PROMPT:
Transcribe only the lines of the listing below from the one holding "Mark every instance of the driveway" through the one holding "Mark every instance of the chandelier with", inclusive, without any change.

================

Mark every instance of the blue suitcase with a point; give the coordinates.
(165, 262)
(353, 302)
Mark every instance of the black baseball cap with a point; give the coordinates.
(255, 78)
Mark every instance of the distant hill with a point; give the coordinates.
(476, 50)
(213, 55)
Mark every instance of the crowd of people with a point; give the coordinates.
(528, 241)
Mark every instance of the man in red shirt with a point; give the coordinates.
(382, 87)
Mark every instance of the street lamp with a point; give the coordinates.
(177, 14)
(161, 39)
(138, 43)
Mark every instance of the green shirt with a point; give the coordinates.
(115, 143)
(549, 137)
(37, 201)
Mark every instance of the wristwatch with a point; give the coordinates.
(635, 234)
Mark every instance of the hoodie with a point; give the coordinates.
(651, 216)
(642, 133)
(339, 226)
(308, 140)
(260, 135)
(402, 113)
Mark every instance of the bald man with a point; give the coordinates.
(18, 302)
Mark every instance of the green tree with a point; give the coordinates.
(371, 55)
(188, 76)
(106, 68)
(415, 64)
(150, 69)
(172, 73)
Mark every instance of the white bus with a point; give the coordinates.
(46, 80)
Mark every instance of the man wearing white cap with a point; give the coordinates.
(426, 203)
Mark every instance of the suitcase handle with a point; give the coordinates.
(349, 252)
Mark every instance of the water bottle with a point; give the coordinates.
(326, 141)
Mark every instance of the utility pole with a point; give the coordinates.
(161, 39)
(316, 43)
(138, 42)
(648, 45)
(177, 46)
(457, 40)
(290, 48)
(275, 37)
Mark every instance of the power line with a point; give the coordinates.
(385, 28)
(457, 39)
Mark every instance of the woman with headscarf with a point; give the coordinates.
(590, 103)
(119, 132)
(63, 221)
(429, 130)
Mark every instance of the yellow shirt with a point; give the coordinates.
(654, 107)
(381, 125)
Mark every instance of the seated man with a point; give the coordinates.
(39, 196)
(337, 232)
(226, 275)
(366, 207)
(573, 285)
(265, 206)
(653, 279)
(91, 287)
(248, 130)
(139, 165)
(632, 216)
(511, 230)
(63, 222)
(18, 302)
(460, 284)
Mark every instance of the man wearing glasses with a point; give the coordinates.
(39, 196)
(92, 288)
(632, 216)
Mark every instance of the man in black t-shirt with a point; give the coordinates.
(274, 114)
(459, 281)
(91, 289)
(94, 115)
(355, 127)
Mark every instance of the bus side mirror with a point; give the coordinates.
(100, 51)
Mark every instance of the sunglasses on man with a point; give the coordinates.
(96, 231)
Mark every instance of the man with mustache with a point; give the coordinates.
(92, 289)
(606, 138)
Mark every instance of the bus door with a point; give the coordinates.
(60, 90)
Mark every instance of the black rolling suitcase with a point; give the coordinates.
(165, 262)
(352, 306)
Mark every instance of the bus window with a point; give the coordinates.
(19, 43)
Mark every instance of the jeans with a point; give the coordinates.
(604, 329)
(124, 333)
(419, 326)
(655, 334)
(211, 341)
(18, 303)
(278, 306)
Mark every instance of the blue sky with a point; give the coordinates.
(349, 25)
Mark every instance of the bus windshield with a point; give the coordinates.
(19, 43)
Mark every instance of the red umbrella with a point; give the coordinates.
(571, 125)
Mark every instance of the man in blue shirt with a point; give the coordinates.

================

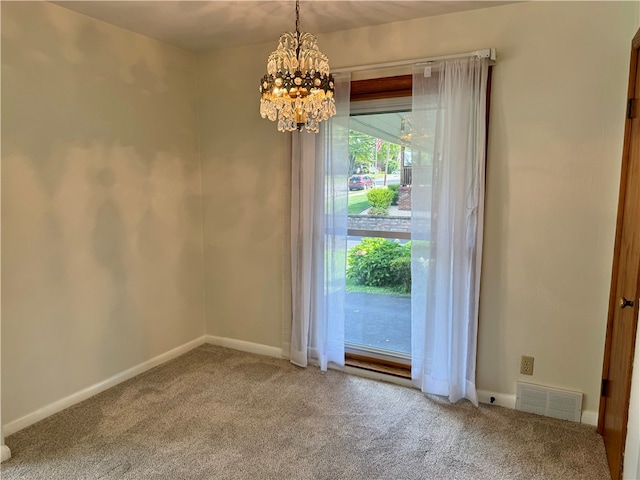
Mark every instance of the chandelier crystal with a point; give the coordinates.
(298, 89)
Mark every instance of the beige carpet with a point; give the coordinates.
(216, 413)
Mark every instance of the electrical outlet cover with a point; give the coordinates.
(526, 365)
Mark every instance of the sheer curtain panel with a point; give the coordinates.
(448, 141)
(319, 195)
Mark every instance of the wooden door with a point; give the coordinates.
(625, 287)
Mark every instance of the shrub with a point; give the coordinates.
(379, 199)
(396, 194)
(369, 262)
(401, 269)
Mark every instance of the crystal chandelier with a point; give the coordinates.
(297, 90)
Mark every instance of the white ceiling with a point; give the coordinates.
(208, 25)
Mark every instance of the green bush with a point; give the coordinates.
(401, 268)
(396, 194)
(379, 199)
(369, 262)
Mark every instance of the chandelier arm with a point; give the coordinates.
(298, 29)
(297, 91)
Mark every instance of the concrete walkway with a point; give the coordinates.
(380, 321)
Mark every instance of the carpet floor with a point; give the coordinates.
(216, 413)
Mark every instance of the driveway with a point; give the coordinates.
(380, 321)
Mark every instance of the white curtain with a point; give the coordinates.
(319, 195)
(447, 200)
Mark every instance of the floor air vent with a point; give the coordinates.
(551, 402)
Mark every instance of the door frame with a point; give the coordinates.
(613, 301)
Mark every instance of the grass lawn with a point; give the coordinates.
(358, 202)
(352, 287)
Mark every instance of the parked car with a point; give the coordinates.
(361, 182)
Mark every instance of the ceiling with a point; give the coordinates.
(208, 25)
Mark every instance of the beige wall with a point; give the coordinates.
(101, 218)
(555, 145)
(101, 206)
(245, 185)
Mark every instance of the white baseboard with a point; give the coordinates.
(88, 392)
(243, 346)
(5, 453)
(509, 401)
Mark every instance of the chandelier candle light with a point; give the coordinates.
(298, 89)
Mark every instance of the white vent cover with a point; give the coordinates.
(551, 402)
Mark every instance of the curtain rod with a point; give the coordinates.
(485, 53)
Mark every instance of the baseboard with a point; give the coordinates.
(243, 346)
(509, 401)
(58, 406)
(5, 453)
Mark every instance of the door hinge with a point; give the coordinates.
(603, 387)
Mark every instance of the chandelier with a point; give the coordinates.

================

RESPONSE AREA:
Mark every instance of the driveway with a point; give the coordinates.
(380, 321)
Mark every instance of the white curtain with a point; give the coordinates.
(319, 195)
(447, 200)
Mark every instance of the floor air vent with a point; give the coordinates.
(551, 402)
Mark every instance of the door frame with a point; give the coordinates.
(613, 301)
Mark every instance of the grass lawn with a point; give the coordinates.
(358, 202)
(352, 287)
Mark every instance of the parked car with a point; give the coordinates.
(361, 182)
Mark every instance of the ceiling with a point; give the coordinates.
(208, 25)
Mark every instance of the beige wall with a point; give the coordinates.
(101, 218)
(555, 145)
(101, 206)
(245, 185)
Mark every instance of the white baseboard with a point; give the coordinates.
(88, 392)
(243, 346)
(5, 453)
(509, 401)
Mark every instance of the chandelier candle light with a point; give the coordinates.
(298, 89)
Mark every instance of the white vent cover with a point; give the coordinates.
(551, 402)
Mark every instance of the curtain rod with a point; give the coordinates.
(485, 53)
Mark every instance of the baseboard with a point; give the coordinates.
(243, 346)
(509, 401)
(58, 406)
(5, 453)
Mark every instance of the door hinge with a point; give the coordinates.
(603, 387)
Mark every instance of the chandelier with a point; give the coordinates.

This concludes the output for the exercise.